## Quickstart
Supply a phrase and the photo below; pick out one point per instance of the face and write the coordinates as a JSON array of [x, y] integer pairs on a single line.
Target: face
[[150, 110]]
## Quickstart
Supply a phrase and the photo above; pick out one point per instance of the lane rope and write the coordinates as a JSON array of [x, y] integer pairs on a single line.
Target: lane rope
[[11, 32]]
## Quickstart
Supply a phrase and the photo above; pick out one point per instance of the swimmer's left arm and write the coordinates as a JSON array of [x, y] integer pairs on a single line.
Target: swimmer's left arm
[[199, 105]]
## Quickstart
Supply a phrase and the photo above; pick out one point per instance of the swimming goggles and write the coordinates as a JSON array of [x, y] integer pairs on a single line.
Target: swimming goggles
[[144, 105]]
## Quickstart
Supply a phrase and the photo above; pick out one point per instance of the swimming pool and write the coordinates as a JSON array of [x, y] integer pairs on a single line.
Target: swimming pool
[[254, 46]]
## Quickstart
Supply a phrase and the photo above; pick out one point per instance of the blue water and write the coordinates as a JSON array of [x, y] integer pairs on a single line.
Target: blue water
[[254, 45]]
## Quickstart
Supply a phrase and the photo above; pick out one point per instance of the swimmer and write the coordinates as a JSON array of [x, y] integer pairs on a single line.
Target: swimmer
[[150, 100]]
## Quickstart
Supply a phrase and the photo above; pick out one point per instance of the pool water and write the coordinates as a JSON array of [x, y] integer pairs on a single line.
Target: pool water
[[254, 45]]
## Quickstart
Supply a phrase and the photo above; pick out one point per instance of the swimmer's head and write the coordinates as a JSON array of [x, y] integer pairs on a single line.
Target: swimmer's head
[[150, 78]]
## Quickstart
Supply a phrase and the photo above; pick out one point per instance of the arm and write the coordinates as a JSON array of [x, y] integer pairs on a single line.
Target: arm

#####

- **What to do**:
Please output the line that contains "Target: swimmer's head" and every line after it in the entries above, exactly, and nothing more.

- **Worked solution**:
Target: swimmer's head
[[150, 78]]
## Quickstart
Supply a phrase and the photo above; pick out one point per instance of the arm and write the coordinates as a JSON array of [x, y] integer pairs on a single line.
Target: arm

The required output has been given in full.